• _Description of the task_: Please count the lines in the items below that contain the word "tractor" and reply with that number alone.

[Position identification records]
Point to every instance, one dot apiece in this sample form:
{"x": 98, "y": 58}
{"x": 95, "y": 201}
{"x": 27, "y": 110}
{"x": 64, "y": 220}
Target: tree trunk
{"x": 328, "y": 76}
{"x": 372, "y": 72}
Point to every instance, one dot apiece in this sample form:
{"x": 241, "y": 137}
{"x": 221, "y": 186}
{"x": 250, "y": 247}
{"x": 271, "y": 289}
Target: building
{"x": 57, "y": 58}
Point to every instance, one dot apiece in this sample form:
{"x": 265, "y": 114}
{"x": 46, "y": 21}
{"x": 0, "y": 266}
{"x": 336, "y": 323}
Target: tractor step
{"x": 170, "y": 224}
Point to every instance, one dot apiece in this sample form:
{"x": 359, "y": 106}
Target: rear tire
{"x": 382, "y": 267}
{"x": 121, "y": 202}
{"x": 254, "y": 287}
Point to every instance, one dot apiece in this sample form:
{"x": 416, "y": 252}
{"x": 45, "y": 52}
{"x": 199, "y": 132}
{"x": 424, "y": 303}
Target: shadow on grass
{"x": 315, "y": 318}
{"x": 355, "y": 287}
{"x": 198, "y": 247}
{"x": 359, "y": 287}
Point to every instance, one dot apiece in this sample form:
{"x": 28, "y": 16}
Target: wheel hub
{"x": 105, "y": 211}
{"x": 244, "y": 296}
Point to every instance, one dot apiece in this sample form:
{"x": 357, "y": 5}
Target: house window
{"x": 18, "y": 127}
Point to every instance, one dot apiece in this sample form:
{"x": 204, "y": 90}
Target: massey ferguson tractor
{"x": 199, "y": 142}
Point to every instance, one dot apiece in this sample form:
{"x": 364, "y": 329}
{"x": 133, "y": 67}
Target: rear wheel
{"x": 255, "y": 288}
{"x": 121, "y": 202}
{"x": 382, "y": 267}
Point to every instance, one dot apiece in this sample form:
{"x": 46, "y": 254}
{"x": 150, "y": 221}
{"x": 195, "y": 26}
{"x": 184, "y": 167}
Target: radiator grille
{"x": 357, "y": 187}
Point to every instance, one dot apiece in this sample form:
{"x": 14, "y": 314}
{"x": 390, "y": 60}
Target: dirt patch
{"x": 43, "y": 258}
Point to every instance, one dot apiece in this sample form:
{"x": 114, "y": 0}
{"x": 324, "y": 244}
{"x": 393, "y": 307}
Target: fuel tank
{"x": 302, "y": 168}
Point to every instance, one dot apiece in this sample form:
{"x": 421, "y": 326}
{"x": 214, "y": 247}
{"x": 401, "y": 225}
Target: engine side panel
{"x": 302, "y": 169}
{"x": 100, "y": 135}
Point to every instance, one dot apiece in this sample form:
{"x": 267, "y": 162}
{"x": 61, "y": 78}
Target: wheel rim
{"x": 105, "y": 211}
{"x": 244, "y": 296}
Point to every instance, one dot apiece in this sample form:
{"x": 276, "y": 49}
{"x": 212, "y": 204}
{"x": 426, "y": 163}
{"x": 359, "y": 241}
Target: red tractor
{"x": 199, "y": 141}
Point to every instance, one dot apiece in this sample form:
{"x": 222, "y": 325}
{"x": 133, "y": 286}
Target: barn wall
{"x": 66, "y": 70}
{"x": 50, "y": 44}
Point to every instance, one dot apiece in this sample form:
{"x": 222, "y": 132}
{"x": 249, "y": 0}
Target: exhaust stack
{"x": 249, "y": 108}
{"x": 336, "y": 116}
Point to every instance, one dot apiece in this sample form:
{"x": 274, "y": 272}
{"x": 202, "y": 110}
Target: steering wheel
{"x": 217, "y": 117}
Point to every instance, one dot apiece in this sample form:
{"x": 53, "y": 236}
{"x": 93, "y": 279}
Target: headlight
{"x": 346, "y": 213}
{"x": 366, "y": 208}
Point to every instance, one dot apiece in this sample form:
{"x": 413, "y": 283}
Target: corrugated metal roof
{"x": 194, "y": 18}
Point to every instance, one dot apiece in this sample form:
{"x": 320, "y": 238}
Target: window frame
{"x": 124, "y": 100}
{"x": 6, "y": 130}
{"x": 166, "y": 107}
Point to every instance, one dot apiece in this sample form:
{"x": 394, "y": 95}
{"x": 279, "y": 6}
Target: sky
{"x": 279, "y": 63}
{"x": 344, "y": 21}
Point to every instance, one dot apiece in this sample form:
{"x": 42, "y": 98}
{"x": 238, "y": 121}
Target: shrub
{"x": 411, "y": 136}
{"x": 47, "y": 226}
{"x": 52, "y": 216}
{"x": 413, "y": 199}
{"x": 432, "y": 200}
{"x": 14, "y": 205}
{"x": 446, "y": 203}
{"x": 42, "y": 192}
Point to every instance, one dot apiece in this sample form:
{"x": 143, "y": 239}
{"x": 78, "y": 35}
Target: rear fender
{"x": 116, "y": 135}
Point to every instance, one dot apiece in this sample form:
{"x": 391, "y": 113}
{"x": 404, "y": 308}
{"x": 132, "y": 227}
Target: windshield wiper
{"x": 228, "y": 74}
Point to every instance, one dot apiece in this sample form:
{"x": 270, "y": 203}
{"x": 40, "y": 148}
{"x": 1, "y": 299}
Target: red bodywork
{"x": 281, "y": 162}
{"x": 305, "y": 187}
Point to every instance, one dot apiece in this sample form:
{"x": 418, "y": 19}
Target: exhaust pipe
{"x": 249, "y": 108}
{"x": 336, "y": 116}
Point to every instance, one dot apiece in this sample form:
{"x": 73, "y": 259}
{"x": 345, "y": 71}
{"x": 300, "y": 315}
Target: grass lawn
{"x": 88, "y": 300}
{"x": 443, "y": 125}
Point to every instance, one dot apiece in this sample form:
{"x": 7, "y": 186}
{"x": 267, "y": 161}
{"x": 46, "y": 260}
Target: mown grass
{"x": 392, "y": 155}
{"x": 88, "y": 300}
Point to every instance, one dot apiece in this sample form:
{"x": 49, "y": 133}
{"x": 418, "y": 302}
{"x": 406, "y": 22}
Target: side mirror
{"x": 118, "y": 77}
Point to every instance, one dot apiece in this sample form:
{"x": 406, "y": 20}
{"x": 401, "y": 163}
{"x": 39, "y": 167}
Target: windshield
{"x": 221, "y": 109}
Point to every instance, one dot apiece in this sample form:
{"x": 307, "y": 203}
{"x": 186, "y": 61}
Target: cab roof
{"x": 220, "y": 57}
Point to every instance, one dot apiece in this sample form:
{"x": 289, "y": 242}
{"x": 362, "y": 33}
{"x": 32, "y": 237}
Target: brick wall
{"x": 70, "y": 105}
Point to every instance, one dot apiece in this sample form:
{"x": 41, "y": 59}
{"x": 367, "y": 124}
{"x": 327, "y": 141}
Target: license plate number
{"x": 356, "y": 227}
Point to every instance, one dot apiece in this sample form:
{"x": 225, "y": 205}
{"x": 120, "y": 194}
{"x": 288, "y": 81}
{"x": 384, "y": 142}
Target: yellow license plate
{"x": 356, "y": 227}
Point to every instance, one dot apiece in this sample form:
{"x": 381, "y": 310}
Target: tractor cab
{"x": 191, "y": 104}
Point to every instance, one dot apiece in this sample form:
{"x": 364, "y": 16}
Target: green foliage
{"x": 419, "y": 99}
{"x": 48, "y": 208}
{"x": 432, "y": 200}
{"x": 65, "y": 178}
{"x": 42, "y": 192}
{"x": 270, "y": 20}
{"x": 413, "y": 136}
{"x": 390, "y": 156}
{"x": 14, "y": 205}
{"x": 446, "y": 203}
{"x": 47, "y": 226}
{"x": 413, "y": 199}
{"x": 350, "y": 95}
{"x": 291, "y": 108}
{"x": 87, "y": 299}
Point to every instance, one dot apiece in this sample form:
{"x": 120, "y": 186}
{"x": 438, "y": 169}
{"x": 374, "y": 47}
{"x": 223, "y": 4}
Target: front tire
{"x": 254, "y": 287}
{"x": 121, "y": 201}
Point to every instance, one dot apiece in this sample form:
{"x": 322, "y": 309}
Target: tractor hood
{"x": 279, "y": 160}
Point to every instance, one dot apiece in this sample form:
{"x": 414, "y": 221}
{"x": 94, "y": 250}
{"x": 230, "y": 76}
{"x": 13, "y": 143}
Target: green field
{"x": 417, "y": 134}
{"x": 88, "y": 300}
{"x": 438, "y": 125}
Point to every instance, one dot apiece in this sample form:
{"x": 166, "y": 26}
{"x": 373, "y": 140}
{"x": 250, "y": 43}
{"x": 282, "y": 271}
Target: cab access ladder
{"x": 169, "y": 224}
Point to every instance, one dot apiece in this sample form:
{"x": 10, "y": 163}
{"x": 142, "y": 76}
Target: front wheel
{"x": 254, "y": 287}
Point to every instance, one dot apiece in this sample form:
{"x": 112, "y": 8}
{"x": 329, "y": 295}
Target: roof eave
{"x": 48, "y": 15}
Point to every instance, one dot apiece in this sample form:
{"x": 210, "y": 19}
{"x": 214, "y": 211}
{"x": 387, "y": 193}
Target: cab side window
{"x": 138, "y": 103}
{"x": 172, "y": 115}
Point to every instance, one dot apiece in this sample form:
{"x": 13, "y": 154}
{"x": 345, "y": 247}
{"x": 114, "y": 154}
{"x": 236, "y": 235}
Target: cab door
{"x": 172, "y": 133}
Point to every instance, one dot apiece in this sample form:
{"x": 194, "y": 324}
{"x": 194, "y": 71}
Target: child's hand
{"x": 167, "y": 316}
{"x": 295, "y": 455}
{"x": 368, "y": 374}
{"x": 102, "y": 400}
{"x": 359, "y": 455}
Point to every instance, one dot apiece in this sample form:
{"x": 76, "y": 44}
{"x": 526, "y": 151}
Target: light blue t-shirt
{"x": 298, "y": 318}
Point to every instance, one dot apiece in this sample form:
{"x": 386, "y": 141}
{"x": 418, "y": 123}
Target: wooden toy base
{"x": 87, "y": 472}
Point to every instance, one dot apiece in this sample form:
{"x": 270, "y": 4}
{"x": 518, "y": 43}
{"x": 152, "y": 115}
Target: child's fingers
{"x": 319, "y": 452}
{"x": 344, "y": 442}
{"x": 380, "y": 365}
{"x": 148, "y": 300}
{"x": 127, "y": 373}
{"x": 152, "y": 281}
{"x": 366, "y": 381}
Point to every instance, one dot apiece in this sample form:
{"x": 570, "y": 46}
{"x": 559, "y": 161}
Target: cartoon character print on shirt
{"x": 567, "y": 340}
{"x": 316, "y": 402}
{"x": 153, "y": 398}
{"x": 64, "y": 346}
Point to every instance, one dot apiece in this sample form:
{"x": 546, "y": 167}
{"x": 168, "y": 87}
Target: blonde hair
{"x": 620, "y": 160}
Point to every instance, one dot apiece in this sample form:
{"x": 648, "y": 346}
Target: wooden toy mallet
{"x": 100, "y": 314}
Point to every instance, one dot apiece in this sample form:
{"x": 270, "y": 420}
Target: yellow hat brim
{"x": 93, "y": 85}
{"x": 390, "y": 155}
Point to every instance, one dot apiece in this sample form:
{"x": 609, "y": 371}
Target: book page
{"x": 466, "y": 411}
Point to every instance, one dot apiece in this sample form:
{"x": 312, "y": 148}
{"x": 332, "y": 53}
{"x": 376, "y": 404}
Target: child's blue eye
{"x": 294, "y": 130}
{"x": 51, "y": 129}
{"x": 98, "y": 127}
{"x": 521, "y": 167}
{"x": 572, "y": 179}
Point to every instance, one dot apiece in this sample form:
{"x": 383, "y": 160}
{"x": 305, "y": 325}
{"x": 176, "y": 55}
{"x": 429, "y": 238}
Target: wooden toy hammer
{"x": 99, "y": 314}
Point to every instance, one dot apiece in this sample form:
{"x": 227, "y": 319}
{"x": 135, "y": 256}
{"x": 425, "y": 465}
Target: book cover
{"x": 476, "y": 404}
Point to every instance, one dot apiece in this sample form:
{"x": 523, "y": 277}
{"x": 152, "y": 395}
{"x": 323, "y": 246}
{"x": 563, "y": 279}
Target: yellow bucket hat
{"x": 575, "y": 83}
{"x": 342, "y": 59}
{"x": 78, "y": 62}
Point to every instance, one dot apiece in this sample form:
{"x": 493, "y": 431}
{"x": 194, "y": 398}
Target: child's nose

• _Answer to the task_: 5